Kısa alıştırma 1
Kayıtlarda "Can you spot the eyebrow?" geçen satırdan "x=312, y=209" geçen satıra kadar, bu satır da dahil olmak üzere, tüm satırları istekleriyle birlikte yeniden yazar mısın? Cevaplardaki koordinatların her sayısını 116 artırarak kaydır.

Alıntı metin
Afrika’nın Mor Çatısı – Umoja Köy

Kadına şiddet haberleri ülke ve dünya gündemini meşgul etmeye devam ederken Kenya’da beni derinden etkileyen ve bu konuya güzel bir örnek oluşturan  Umoja Köy’den bahsetmek istiyorum.

Güzellik uğruna eziyete son

Masai Kabilesi’nin bir alt kolu olan Samburular yüzyıllar önce Mısır ve günümüz İsrail topraklarından göçerek, Kenya’nın başşehri Nairobi’nin yaklaşık 350 kilometre kuzeyine yerleşmişler. Göçe devam eden Masailer’in bir bölümü Kenya’nın güneyine, bir bölümü de sınırı geçip Tanzanya’ya kadar uzanıp orada kök salmışlar. Aynı kökene sahip, Mae Dili’ni konuşan bu iki kabile zaman içinde biraz farklılaşmış. Samburular’ı Masailer’den ayıran en önemli özellik güzellik uğruna kendilerine eziyet etmiyor olmaları. Şöyle ki; Masailer kabile aidiyet sembolü olarak çocuklarının yüzlerini kızgın demirle dağlarken Samburular bu geleneği uygulamayı çoktan bırakmış. Masailer gibi kulaklarını ağaç dalları marifetiyle yırtıp, iri delikler de açmıyorlar artık. Onları Masailer’den ayıran diğer bir özellik de saçlarını kazıtan kadınların başlarına rengarenk boncuklu bantlar ve boyunlarına daha gösterişli kolyeler takıyor olmaları.

Erkek çocuklara tanıdıkları hakları kız çocuklara sağlamıyorlar

Ataerkil bir düzene sahip olan Samburu Kabilesi’nde aileler erkek çocuklarına tanıdıkları hakları kız çocuklarına sağlamıyorlar. O toplumda da kızlara aileye refah getirecek meta gözüyle bakılıyor. Yirmi inek, on keçi veya deve karşılığı evleneceği kızı satın alan erkek, eşi üzerinde her hakka sahip. Her türlü eziyeti yapıyor, dövüyor, hatta dayaktan öldürebiliyor bile. Hükümet, özellikle seçimler yaklaşırken oy kaygısıyla, bu tür cinayetlere sessiz kalıyor. Erkek ölen eşin yerine bir yenisini, hatta ekonomik durumu iyiyse ikinci ve üçüncüyü peşi sıra alabiliyor.

Sağlanan veriler
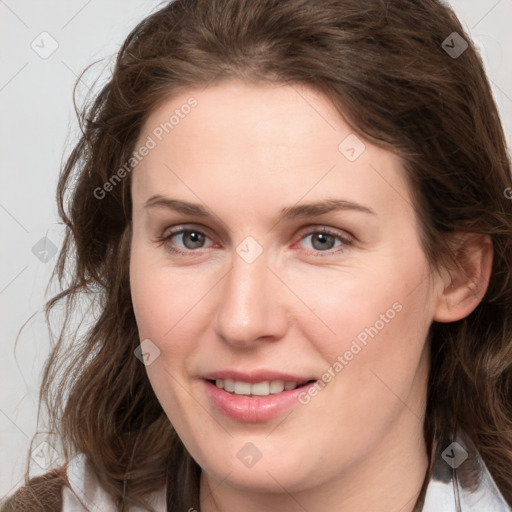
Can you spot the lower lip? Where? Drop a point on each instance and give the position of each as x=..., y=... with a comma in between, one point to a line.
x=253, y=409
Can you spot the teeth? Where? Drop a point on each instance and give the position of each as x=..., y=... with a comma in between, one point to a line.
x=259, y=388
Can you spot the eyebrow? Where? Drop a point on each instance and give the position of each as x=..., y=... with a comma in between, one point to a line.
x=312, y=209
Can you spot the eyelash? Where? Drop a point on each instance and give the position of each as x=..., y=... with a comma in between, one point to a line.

==

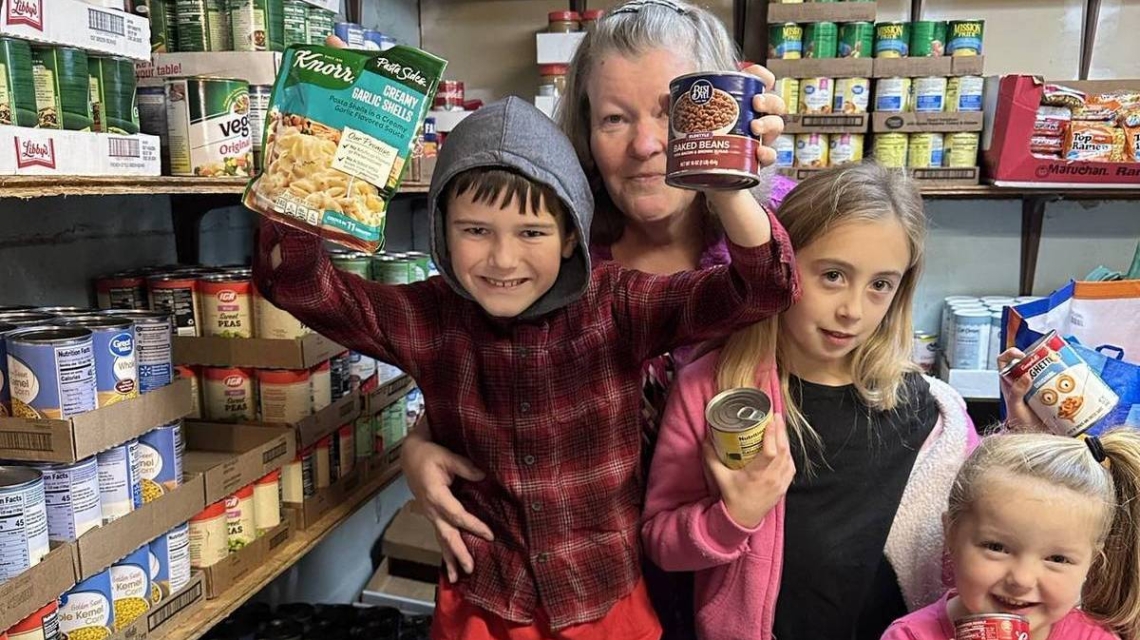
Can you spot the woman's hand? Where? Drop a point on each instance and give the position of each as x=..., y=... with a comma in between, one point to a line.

Kısa alıştırma 2
Umoja Köy yazısına göre şu soruları yanıtlar mısın?
(a) Samburular Nairobi'nin yaklaşık kaç kilometre kuzeyine yerleşmiş?
(b) Samburu ve Masai kabileleri hangi dili konuşuyor?
(c) Erkek, evleneceği kızı ne karşılığında satın alıyor?

Çözüm 1
Can you spot the eyebrow? Where? Drop a point on each instance and give the position of each as x=..., y=... with a comma in between, one point to a line.
x=428, y=325

Çözüm 2
(a) Yaklaşık 350 kilometre kuzeyine.
(b) Mae Dili'ni.
(c) Yirmi inek, on keçi veya deve karşılığında.